### Input records
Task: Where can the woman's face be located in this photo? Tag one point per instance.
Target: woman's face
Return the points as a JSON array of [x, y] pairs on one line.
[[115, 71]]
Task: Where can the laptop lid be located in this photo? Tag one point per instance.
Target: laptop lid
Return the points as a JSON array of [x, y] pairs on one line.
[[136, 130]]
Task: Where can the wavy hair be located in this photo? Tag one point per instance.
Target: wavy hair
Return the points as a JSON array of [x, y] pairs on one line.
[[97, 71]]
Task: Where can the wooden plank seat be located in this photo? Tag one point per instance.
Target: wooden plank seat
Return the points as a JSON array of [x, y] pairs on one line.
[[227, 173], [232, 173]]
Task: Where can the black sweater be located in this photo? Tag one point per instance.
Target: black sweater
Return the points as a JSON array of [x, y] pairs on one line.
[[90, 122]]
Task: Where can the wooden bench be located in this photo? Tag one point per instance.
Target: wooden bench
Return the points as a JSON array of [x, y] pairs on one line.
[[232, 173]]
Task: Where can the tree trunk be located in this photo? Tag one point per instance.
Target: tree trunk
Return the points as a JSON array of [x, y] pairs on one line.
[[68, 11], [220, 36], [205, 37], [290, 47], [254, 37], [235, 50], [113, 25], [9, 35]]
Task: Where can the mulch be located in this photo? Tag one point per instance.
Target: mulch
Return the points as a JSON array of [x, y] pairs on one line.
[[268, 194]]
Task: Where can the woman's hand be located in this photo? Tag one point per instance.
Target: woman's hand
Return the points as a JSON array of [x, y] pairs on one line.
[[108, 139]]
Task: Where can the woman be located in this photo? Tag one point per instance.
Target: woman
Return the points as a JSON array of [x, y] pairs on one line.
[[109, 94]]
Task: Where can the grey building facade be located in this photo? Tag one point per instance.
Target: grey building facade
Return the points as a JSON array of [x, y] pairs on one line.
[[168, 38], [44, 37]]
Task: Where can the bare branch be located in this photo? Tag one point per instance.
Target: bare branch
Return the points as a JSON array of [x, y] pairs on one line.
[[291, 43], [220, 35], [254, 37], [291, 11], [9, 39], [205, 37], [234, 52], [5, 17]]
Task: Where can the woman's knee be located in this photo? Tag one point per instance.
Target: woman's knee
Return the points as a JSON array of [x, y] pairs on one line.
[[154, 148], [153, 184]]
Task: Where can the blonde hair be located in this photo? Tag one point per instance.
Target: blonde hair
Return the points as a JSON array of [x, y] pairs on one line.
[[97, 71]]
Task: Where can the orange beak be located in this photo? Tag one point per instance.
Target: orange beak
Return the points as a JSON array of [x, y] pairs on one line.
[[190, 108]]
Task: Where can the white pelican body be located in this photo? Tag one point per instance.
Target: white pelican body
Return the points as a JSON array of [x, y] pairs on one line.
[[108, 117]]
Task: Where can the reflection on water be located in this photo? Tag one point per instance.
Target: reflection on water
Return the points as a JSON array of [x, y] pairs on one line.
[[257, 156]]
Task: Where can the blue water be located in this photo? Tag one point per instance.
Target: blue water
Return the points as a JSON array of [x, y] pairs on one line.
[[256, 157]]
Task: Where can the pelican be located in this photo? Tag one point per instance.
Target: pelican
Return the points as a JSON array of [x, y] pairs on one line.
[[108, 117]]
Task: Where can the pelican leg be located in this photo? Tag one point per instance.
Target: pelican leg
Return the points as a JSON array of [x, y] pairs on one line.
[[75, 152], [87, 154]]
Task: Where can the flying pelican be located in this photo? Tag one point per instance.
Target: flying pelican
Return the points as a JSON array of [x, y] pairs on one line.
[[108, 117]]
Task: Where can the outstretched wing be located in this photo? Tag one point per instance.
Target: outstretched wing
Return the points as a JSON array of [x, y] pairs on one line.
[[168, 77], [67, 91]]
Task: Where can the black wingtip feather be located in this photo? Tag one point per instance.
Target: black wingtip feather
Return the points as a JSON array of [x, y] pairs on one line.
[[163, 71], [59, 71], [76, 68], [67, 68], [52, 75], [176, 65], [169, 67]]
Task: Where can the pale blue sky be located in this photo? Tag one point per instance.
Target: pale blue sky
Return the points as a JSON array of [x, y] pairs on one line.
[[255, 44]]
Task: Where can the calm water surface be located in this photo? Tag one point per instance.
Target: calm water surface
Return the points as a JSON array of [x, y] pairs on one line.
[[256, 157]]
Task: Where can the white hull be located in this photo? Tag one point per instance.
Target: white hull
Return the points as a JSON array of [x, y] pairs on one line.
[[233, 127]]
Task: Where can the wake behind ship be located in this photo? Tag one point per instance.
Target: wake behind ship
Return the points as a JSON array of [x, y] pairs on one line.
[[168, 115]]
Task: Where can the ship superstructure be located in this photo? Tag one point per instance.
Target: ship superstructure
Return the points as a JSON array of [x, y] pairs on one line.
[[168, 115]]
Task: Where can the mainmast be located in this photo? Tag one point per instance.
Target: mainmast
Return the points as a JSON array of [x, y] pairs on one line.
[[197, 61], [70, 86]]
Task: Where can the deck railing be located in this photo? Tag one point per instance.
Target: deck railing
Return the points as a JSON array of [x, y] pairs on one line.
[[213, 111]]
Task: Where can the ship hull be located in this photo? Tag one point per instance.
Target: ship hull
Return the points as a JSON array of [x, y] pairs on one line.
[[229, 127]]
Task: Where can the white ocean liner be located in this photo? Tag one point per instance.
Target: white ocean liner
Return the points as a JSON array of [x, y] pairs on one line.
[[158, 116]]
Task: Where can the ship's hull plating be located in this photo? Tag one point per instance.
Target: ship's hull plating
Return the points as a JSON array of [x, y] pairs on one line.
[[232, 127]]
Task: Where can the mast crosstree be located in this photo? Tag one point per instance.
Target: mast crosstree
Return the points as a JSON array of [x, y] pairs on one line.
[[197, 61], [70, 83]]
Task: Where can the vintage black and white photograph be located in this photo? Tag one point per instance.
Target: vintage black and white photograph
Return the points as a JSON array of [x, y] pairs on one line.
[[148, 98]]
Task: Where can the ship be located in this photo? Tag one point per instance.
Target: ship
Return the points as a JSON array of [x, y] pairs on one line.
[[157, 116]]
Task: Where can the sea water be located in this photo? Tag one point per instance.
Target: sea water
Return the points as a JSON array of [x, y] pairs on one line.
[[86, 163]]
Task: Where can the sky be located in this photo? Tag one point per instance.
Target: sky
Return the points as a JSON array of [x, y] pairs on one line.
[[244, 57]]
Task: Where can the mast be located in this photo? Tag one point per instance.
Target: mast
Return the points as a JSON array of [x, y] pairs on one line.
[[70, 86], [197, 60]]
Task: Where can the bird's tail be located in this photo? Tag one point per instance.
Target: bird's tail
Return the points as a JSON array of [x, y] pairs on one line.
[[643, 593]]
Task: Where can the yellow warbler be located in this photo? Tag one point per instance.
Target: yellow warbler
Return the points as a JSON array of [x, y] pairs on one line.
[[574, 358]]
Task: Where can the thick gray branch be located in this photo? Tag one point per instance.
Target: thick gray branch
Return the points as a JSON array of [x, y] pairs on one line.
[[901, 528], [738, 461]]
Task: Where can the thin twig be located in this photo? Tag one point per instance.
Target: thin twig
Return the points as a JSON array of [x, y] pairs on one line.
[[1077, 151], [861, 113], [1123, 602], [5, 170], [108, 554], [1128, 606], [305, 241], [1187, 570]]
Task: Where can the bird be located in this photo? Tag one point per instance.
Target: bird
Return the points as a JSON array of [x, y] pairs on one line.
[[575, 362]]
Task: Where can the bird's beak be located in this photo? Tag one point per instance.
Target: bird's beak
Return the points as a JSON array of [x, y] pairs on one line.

### Task
Copy out all of the material above, word for word, without changing anything.

### Answer to this exercise
Task: Where can the woman's face be located in this photo? Tag one point per instance.
Target: woman's face
Return the points as a JSON array of [x, y] pairs on one line.
[[115, 71]]
Task: Where can the laptop lid be located in this photo? Tag one point per instance.
Target: laptop lid
Return the points as a JSON array of [x, y] pairs on one line.
[[136, 130]]
Task: Where can the wavy hair be located in this photo? Tag one point per instance.
Target: wavy hair
Return the points as a JSON array of [x, y] pairs on one line.
[[97, 71]]
Task: Where can the wooden plank seat be located in this photo? Tag one point per instance.
Target: wooden plank seat
Return the points as a JSON array of [x, y] pairs on one line.
[[227, 173], [232, 173]]
Task: Where can the black sweater be located in this photo? Tag one point per instance.
Target: black sweater
Return the points as a JSON array of [x, y] pairs on one line.
[[90, 122]]
Task: Where can the wooden bench be located in this photo? Tag one point per instance.
Target: wooden bench
Return the points as a JSON array of [x, y] pairs on one line.
[[232, 173]]
Task: Where can the tree trunk be located in this photo? Tag one point per instance.
Target: tree trunk
Return the points as a JSON array of [x, y] pairs on one line.
[[68, 11], [220, 36], [205, 37], [290, 47], [254, 37], [235, 50], [113, 25], [9, 35]]
Task: Where can the mulch be located in this photo? Tag one point per instance.
Target: mulch
Return the points as a JSON array of [x, y] pairs on one line.
[[268, 194]]
Task: Where can the woman's hand be located in this photo? Tag one point per instance.
Target: woman's hand
Return the points as a JSON array of [x, y] pairs on one line.
[[108, 139]]
Task: Where can the woman be located in this photo? Tag one point per instance.
Target: woman
Return the points as a JSON array of [x, y] pairs on one line.
[[109, 94]]
Task: Where can the grey building facade be located in this photo? Tag one point per instance.
Target: grey building facade
Return the points as a JSON array of [x, y] pairs on one line.
[[168, 38], [44, 37]]
Task: Where can the bare branch be located in this photo? Tag one point per instance.
Target: bare branch
Return the points as a JSON array of [x, y] pairs on one line.
[[291, 43], [220, 35], [254, 37], [291, 11], [9, 39], [205, 37], [234, 52], [5, 17]]
Task: Where can the woman's knee be located in this photo? Tag one point per instance.
Target: woman's knee
Return the points as a JSON array of [x, y] pairs on one line.
[[154, 148], [153, 184]]
Task: Where can the blonde hair be located in this photo? Tag one point per instance.
Target: blonde hair
Return the points as a JSON array of [x, y] pairs on one line.
[[97, 71]]
Task: Where can the orange beak be located in this photo? Tag one point per instance.
Target: orange beak
Return the points as a JSON array of [x, y] pairs on one line.
[[190, 108]]
Task: Where can the white pelican body be located in this photo? Tag one point per instance.
Target: white pelican body
Return the points as a JSON array of [x, y] pairs on one line.
[[108, 117]]
Task: Where can the reflection on water be located in this photo? Tag one point per instance.
Target: reflection on water
Return the points as a JSON array of [x, y] pairs on one line.
[[257, 156]]
Task: Where can the blue water be located in this photo? Tag one point per instance.
Target: blue water
Return the points as a JSON array of [x, y] pairs on one line.
[[256, 157]]
Task: Where can the pelican be located in this photo? Tag one point per instance.
Target: pelican
Return the points as a JSON array of [x, y] pairs on one line.
[[108, 117]]
Task: Where can the pelican leg be located in this photo? Tag one point per instance.
Target: pelican leg
Return the points as a JSON array of [x, y] pairs on one line.
[[75, 152], [87, 154]]
Task: Where can the flying pelican be located in this photo? Tag one point per instance.
Target: flying pelican
Return the points as a JSON array of [x, y] pairs on one line.
[[108, 117]]
Task: Where can the outstretched wing be located in this photo? Tag one point per instance.
Target: outstretched wing
Return the points as a JSON array of [x, y] pairs on one line.
[[168, 77], [67, 91]]
Task: Where can the black wingtip feather be located in this photo? Tag one point per instance.
Target: black wingtip feather
Return the points as a JSON array of [x, y] pairs on one line.
[[163, 71], [59, 71], [76, 68], [67, 68], [52, 75], [176, 65], [169, 67]]
Task: Where can the pale blue sky be located in this photo? Tag one point per instance.
Target: pale blue sky
Return the points as a JSON array of [x, y] pairs on one line.
[[255, 44]]
Task: Where can the calm water surface be located in this photo? Tag one point per instance.
Target: calm water surface
Return the points as a JSON array of [x, y] pairs on one line.
[[256, 157]]
Task: Where can the white hull be located in this photo? Tag one point per instance.
Target: white hull
Return the points as a JSON array of [x, y] pairs on one line.
[[233, 127]]
Task: Where can the wake behind ship be located in this photo? Tag one point per instance.
Target: wake behind ship
Return the points as a JSON array of [x, y] pairs on one line.
[[168, 115]]
Task: Where can the ship superstructure be located in this photo? Tag one point per instance.
Target: ship superstructure
Return the points as a JSON array of [x, y] pairs on one line.
[[168, 115]]
Task: Where can the mainmast be located in this photo? Tag one point per instance.
Target: mainmast
Return the points as a JSON array of [x, y] pairs on one line.
[[197, 61], [70, 86]]
Task: Where can the deck railing be located in this photo? Tag one point per instance.
Target: deck railing
Return the points as a JSON array of [x, y] pairs on one line.
[[213, 111]]
Task: Where can the ship hull be located in this photo? Tag one point per instance.
Target: ship hull
Return the points as a JSON array of [x, y] pairs on one line.
[[229, 127]]
Task: Where can the white ocean liner be located in this photo? Tag one point per instance.
Target: white ocean liner
Return the points as a JSON array of [x, y] pairs on one line.
[[158, 116]]
Task: Where can the ship's hull plating be located in this photo? Tag one point per instance.
Target: ship's hull plating
Return the points as a JSON array of [x, y] pairs on one line.
[[232, 127]]
Task: Where can the mast crosstree be located in this photo? Tag one point per instance.
Target: mast crosstree
Return the points as a JSON array of [x, y] pairs on one line.
[[197, 61], [70, 83]]
Task: Where can the vintage black and white photograph be located in this photo? Tag one point per instance.
Target: vintage black and white photograph
Return the points as a JSON array of [x, y] pairs on one line.
[[148, 98]]
Task: Where can the ship be located in this photo? Tag one point per instance.
Target: ship
Return the points as a JSON array of [x, y] pairs on one line.
[[157, 116]]
Task: Where can the sea water be located in this photo? Tag one point per instance.
Target: sea water
Return the points as a JSON array of [x, y] pairs on one line.
[[86, 163]]
Task: Where can the sky be located in this photo? Tag one point per instance.
Target: sky
Return the points as a JSON array of [x, y] pairs on one line.
[[244, 57]]
Task: Where can the mast be located in this photo? Tag one point per instance.
Target: mast
Return the points as a JSON array of [x, y] pairs on one line.
[[70, 86], [197, 60]]
Task: Where can the bird's tail be located in this photo? Tag one point per instance.
Target: bird's tail
Return the points as a JSON array of [x, y] pairs on one line.
[[643, 593]]
Task: Where can the yellow warbler be located in this photo? Tag one point per instance.
Target: yellow warbler
Return the points as a JSON array of [x, y] pairs on one line.
[[574, 358]]
Task: Where can the thick gray branch be located in this photo? Tag one point per instance.
Target: thick gray branch
Return the points as a JSON array of [x, y] pairs on one line.
[[901, 528], [738, 461]]
Task: Where can the thin twig be located in this photo? Tag one point per instance.
Target: thin twig
Return the points as a JSON array of [x, y] pairs on one line.
[[1077, 151], [861, 113], [1123, 602], [5, 170], [108, 554], [1128, 606], [305, 241], [1187, 570]]
Task: Where can the bird be located in this photo? Tag one point per instance.
Target: bird
Return the points as a JSON array of [x, y] pairs on one line.
[[575, 362]]
Task: Where can the bird's beak be located in this photo? Tag one point per instance.
Target: bird's beak
Return the points as a JSON array of [x, y] pairs on one line.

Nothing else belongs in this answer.